**Task goal:**
Rewrite the lines below, replacing "pixel coordinates" with "image coordinates" throughout and leaving all other text unchanged.

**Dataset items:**
========

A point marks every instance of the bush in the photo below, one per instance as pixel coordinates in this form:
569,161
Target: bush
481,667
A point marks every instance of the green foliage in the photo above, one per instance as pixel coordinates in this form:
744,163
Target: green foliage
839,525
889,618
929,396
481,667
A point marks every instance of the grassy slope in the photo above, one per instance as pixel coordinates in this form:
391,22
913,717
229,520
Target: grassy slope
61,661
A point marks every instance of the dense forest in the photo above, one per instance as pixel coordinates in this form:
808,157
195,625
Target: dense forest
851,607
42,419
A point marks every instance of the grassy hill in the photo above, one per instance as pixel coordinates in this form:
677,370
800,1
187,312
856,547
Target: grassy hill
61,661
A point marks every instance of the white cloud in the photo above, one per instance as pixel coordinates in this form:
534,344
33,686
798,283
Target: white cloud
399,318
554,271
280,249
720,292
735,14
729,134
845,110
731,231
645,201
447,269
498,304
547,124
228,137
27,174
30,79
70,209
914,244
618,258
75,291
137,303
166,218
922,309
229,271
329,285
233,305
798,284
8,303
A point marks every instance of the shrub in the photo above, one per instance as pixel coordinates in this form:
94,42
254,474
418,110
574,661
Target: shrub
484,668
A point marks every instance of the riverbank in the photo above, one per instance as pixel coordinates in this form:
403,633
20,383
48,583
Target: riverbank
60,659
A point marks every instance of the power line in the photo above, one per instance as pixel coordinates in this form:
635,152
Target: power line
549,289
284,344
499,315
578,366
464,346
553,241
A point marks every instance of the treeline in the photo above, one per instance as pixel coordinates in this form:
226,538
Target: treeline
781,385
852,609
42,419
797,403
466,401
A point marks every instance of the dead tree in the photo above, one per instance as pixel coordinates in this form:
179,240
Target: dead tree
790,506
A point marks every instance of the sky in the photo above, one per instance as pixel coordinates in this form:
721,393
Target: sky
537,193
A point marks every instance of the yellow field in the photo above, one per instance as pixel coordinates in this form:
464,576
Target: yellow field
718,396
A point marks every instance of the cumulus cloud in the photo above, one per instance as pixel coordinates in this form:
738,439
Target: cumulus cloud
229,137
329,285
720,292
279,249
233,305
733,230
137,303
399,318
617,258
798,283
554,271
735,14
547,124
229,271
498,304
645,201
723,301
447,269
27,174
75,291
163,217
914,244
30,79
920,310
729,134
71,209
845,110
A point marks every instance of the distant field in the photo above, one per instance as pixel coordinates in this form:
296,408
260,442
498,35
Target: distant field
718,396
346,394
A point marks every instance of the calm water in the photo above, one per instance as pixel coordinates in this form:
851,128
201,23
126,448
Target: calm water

========

**Output of the exercise:**
A point marks every instance of the bush in the photo below, one per instance as image coordinates in this form:
569,161
Target: bush
481,667
A point marks every instance of the green foliage in the photo above, one per instance as image coordinates in this form:
744,163
Target: green foliage
839,525
889,618
929,396
481,667
A point marks every instance of the grassy slope in the photo above, one per instance as image coordinates in this form:
391,22
913,717
229,520
Target: grassy slope
61,661
A point marks every instance of the dense forest in the photo above, one per instance as image coordinates in this form:
808,157
195,625
Target: dense forest
851,607
42,419
A point marks every instance of the grassy hill in the photo above, one per instance as image coordinates in this form:
677,370
800,1
187,312
856,547
Target: grassy hill
61,661
A point marks every instance of the white cloud in the photo above, one per instance as image coordinates in this form:
534,344
33,686
798,283
Target: white cloud
399,318
554,271
280,249
720,292
735,14
729,134
845,110
731,231
645,201
447,269
498,304
547,124
228,137
27,174
30,79
70,209
914,244
618,258
75,291
137,303
166,218
922,309
229,271
329,285
233,305
798,284
8,303
A point marks every instance of the shrub in the photo above, one per instance as image coordinates in this form:
94,42
254,474
418,110
574,661
Target: shrub
484,668
A point marks every instance of the riverbank in the photo above, one per instance as image coordinates in this form:
403,633
20,383
48,583
Target: riverbank
60,659
A point marks every instance of the power line in the photo above, one per instance as image coordinates in this form:
635,152
Target: power line
549,289
284,344
499,315
578,366
464,346
553,241
A point marks every instance of the treeline in the photo above, one per instance as image coordinates in this form:
226,538
Target: treeline
781,385
852,609
42,419
797,403
466,401
A point marks every instance of the dead tree in the photo above, one per instance as image coordinates in this form:
179,240
Target: dead tree
790,506
A point marks every instance of the sky in the photo above, one per instance as image coordinates in this form:
721,393
Target: sky
537,193
A point marks every instance of the yellow field in the photo above, one per instance as image coordinates in this form:
464,576
Target: yellow field
718,396
A point marks every instance of the cumulus cloud in the photo above, one per instance as image coordinates in this form:
738,439
Target: cumulus cloud
229,137
329,285
720,292
279,249
233,305
733,230
137,303
399,318
617,258
798,283
554,271
735,14
547,124
229,271
498,304
645,201
723,301
447,269
27,174
75,291
163,217
914,244
30,79
920,310
729,134
71,209
845,110
A point marks every instance of the distant field in the photo above, one per instance as image coordinates in this form:
296,408
260,442
498,35
Target: distant field
718,396
346,394
A point marks every instance of the calm water in the photo above, one per instance as image coordinates in this form:
851,128
201,23
126,448
Target: calm water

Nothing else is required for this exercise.